> [WORKING DATA]
--------------------

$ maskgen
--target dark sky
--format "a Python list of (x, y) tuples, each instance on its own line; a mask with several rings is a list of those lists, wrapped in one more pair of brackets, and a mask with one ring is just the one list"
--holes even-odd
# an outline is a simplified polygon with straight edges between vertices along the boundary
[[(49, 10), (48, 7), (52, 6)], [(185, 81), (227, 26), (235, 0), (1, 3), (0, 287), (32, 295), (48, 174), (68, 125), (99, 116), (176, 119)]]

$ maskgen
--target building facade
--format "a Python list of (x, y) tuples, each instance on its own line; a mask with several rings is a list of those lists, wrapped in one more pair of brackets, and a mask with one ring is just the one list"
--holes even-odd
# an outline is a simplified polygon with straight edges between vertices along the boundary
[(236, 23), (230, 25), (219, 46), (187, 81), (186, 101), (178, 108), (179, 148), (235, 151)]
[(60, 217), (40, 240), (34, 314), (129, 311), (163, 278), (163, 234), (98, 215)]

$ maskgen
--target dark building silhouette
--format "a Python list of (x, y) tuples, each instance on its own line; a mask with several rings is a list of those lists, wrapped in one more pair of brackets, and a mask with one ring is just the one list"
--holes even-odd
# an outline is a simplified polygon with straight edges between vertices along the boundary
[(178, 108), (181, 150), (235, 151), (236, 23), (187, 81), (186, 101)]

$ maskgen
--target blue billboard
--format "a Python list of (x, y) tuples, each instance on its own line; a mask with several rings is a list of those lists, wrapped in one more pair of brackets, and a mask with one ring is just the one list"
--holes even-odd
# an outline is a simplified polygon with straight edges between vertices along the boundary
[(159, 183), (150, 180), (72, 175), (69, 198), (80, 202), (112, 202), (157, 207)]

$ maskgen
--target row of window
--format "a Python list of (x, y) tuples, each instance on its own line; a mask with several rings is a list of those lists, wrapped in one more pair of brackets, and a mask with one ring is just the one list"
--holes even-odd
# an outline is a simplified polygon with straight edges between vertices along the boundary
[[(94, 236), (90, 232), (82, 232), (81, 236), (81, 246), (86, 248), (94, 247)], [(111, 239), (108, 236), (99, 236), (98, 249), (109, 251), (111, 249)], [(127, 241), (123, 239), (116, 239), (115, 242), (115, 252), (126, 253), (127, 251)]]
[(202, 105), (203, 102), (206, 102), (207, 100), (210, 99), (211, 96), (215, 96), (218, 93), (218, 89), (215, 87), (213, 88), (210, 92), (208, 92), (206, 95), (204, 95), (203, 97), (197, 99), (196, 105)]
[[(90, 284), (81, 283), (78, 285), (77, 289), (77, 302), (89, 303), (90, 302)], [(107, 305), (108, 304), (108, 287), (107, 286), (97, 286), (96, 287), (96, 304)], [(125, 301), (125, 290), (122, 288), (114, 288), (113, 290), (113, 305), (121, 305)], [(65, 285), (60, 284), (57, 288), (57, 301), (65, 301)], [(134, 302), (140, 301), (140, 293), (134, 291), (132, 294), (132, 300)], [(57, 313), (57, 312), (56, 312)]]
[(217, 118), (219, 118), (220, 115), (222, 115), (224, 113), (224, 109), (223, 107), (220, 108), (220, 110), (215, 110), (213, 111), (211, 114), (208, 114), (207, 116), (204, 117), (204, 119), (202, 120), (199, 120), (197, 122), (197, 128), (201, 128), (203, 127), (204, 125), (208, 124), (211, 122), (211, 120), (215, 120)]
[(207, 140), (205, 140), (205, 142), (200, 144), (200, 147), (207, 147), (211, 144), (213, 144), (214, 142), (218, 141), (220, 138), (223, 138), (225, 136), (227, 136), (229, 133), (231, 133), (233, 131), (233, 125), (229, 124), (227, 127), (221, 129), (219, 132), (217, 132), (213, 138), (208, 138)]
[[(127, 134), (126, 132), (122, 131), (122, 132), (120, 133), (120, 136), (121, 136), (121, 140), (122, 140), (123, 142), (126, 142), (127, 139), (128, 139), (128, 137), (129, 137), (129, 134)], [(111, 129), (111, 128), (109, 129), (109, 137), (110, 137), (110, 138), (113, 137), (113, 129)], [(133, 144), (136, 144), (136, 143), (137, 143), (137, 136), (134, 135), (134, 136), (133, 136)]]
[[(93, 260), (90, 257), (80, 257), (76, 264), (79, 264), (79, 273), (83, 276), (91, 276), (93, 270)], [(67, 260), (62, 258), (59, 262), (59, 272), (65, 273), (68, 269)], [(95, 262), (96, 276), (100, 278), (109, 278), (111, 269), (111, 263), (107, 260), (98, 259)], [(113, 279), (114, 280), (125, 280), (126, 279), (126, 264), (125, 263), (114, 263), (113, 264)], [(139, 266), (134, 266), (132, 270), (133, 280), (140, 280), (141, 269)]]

--------------------

Would you output every record above exactly as it stands?

> [TASK RESPONSE]
$ maskgen
--target dark sky
--format "a Python list of (x, y) tuples, each instance on its own line; a mask with several rings is a list of those lists, wrapped in one more pair of brackets, and a mask with one ring is just the one list"
--holes even-odd
# an outline is a simplified polygon with straight edges between vertices along the boundary
[[(49, 10), (48, 7), (52, 6)], [(185, 81), (227, 26), (235, 0), (1, 3), (0, 287), (32, 295), (48, 174), (68, 125), (99, 116), (176, 119)]]

$ maskgen
--target building facade
--format "a Python list of (x, y) tuples, each instance on its own line; a mask with several rings is a list of those lists, wrapped in one more pair of brackets, and a mask with one ring is just the one list"
--holes even-odd
# an outline is a simplified polygon with straight edges between vertices along the boundary
[(236, 23), (230, 25), (219, 46), (187, 81), (186, 101), (178, 108), (179, 148), (235, 151)]
[(60, 217), (40, 240), (34, 314), (129, 311), (163, 278), (163, 234), (98, 215)]

$ maskgen
--target dark building silhouette
--format "a Python list of (x, y) tuples, each instance on its own line; a mask with several rings is a list of those lists, wrapped in one more pair of brackets, and a mask with one ring is just the one list"
--holes even-odd
# an outline is a simplified polygon with straight edges between vertices along the boundary
[(178, 108), (181, 150), (235, 151), (236, 23), (187, 81), (186, 101)]

$ maskgen
--target blue billboard
--format "a Python list of (x, y) tuples, each instance on its own line; a mask with several rings is a list of those lists, wrapped in one more pair of brackets, and a mask with one ring is just the one list"
--holes even-odd
# an outline is a simplified polygon with straight edges between vertices along the boundary
[(159, 183), (150, 180), (72, 175), (69, 198), (80, 202), (112, 202), (157, 207)]

$ maskgen
--target row of window
--format "a Python list of (x, y) tuples, each instance on its own line; a mask with several rings is a list of those lists, wrapped in one more pair of brackets, and a mask with one ring is just the one list"
--holes even-odd
# an outline is a simplified polygon with straight edges between vertices along the boundary
[[(94, 236), (90, 232), (82, 232), (81, 236), (81, 246), (86, 248), (94, 247)], [(111, 239), (108, 236), (99, 236), (98, 249), (109, 251), (111, 249)], [(127, 241), (123, 239), (116, 239), (115, 242), (115, 252), (126, 253), (127, 251)]]
[(202, 105), (203, 102), (206, 102), (207, 100), (210, 99), (211, 96), (215, 96), (218, 93), (218, 89), (215, 87), (213, 88), (210, 92), (208, 92), (206, 95), (204, 95), (203, 97), (197, 99), (196, 105)]
[[(90, 284), (81, 283), (78, 285), (77, 289), (77, 302), (89, 303), (90, 302)], [(107, 305), (108, 304), (108, 287), (107, 286), (97, 286), (96, 287), (96, 304)], [(125, 301), (125, 290), (122, 288), (114, 288), (113, 290), (113, 305), (121, 305)], [(65, 285), (60, 284), (57, 288), (57, 301), (65, 301)], [(134, 302), (140, 301), (140, 293), (134, 291), (132, 294), (132, 300)], [(57, 313), (57, 312), (56, 312)]]
[(217, 118), (219, 118), (220, 115), (222, 115), (224, 113), (224, 109), (223, 107), (220, 108), (220, 110), (215, 110), (213, 111), (211, 114), (208, 114), (207, 116), (204, 117), (204, 119), (202, 120), (199, 120), (197, 122), (197, 128), (201, 128), (203, 127), (204, 125), (208, 124), (211, 122), (211, 120), (215, 120)]
[(207, 140), (205, 140), (205, 142), (200, 144), (200, 147), (207, 147), (211, 144), (213, 144), (214, 142), (218, 141), (220, 138), (223, 138), (225, 136), (227, 136), (229, 133), (231, 133), (233, 131), (233, 125), (229, 124), (227, 127), (221, 129), (219, 132), (217, 132), (213, 138), (208, 138)]
[[(127, 134), (126, 132), (122, 131), (122, 132), (120, 133), (120, 136), (121, 136), (121, 140), (122, 140), (123, 142), (126, 142), (127, 139), (128, 139), (128, 137), (129, 137), (129, 134)], [(111, 129), (111, 128), (109, 129), (109, 137), (110, 137), (110, 138), (113, 137), (113, 129)], [(133, 144), (136, 144), (136, 143), (137, 143), (137, 136), (134, 135), (134, 136), (133, 136)]]
[[(93, 260), (90, 257), (80, 257), (76, 264), (79, 264), (79, 273), (83, 276), (91, 276), (93, 270)], [(67, 260), (62, 258), (59, 262), (59, 272), (65, 273), (68, 269)], [(95, 262), (96, 276), (100, 278), (109, 278), (111, 269), (111, 263), (107, 260), (98, 259)], [(113, 279), (114, 280), (125, 280), (126, 279), (126, 264), (125, 263), (114, 263), (113, 264)], [(139, 266), (134, 266), (132, 270), (133, 280), (140, 280), (141, 269)]]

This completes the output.